Task instructions: Give the stretch of the data that starts at the line containing "Each <instance> block" and ends at the line containing "positive clicks: (327, 249)" as a JSON list of strings, one string per line, with blank lines left out.

Data for this task:
__________

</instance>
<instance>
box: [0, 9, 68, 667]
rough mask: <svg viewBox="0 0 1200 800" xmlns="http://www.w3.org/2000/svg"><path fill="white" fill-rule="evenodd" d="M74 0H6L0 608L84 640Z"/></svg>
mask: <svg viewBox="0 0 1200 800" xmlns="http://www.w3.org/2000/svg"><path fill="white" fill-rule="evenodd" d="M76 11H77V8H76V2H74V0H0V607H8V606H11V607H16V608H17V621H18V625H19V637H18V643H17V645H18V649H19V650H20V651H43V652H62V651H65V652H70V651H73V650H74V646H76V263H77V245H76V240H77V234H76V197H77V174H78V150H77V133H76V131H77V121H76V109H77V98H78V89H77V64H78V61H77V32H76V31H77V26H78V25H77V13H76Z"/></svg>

__________

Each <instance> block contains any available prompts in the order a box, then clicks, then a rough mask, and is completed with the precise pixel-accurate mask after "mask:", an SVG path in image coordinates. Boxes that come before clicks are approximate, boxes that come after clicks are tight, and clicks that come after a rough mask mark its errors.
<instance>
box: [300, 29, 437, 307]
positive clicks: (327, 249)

__________

Expected answer:
[
  "Each <instance> block contains any available prompts in the order a box, then clicks, then a rough mask, and is completed with the precise pixel-accurate mask after \"mask:\", an SVG path in image coordinates. Boxes that come before clicks are approximate, boxes that come after clicks are tight, and clicks that come after a rough mask mark its errors.",
  "<instance>",
  "box: [300, 29, 437, 307]",
  "positive clicks: (327, 249)"
]